*WHAT NEEDS TO BE DONE*
Transcribe the part of the Lafayette College Arts Plaza article that starts with "New masonry monoliths express the plaza's" and goes on through "Architizer A+ Awards.".

*** READING TEXT

Spillman Farmer Architects redesigns a former auto-repair site into an open-air plaza.

Edited by Cory Sekine-Pettite

New masonry monoliths express the plaza's streetfront and create a rhythm and scale that echo the neighboring Williams Visual Arts Building -- Lafayette College Arts Plaza in Easton, Pa.
New masonry monoliths express the plaza’s streetfront and create a rhythm and scale that echo the neighboring Williams Visual Arts Building.

The American Institute of Architects (AIA), Pennsylvania Chapter awarded a 2013 Citation of Merit to the recently completed Lafayette College Arts Plaza in Easton, Pa. Spillman Farmer Architects (SFA) of Bethlehem, Pa., served as the project’s architect.

The Citation of Merit recognizes projects that represent excellence through exceptional details or special design aspects. The Arts Plaza was also awarded a Special Mention in the Architecture + Urban Transformation category in the 2013 Architizer A+ Awards.

The $1.7-million, 7,000-square-foot Arts Plaza is a raw, open-air space for the arts at Lafayette College. The project transformed a former auto-repair facility into a dynamic outdoor teaching space that responds to its natural environment and built context. Designed as an outdoor black box theater, the plaza hosts a wide variety of planned and spontaneous artistic endeavors, including performance art, visual art exhibits, and small group musical performances.

“It was a series of vacant buildings. The college took on the responsibility of redeveloping these utilitarian facilities into a large arts education and exposition hub for the entire Lehigh Valley region,” Spillman Farmer Design Principal Joseph N. Biondo, AIA, said.

“The facility had been built over a creek, and while the structure was in good shape, the facade was deteriorated. We saw an opportunity to create an open-air teaching space.

The cleaned and refinished timber structure of the former garage preserved the 'phantom' of the building for visual impact and human scale -- Lafayette College Arts Plaza in Easton, Pa.
The cleaned and refinished timber structure of the former garage preserved the
‘phantom’ of the building for visual impact and human scale.

******
*** INFORMATION PROVIDED

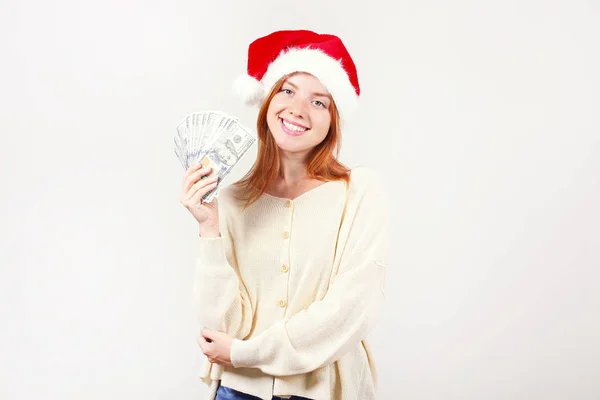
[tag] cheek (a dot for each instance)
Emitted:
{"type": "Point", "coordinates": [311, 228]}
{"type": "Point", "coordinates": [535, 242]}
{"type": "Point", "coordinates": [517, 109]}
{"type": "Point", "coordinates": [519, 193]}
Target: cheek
{"type": "Point", "coordinates": [322, 123]}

******

*SOLUTION BELOW*
New masonry monoliths express the plaza's streetfront and create a rhythm and scale that echo the neighboring Williams Visual Arts Building -- Lafayette College Arts Plaza in Easton, Pa.
New masonry monoliths express the plaza’s streetfront and create a rhythm and scale that echo the neighboring Williams Visual Arts Building.

The American Institute of Architects (AIA), Pennsylvania Chapter awarded a 2013 Citation of Merit to the recently completed Lafayette College Arts Plaza in Easton, Pa. Spillman Farmer Architects (SFA) of Bethlehem, Pa., served as the project’s architect.

The Citation of Merit recognizes projects that represent excellence through exceptional details or special design aspects. The Arts Plaza was also awarded a Special Mention in the Architecture + Urban Transformation category in the 2013 Architizer A+ Awards.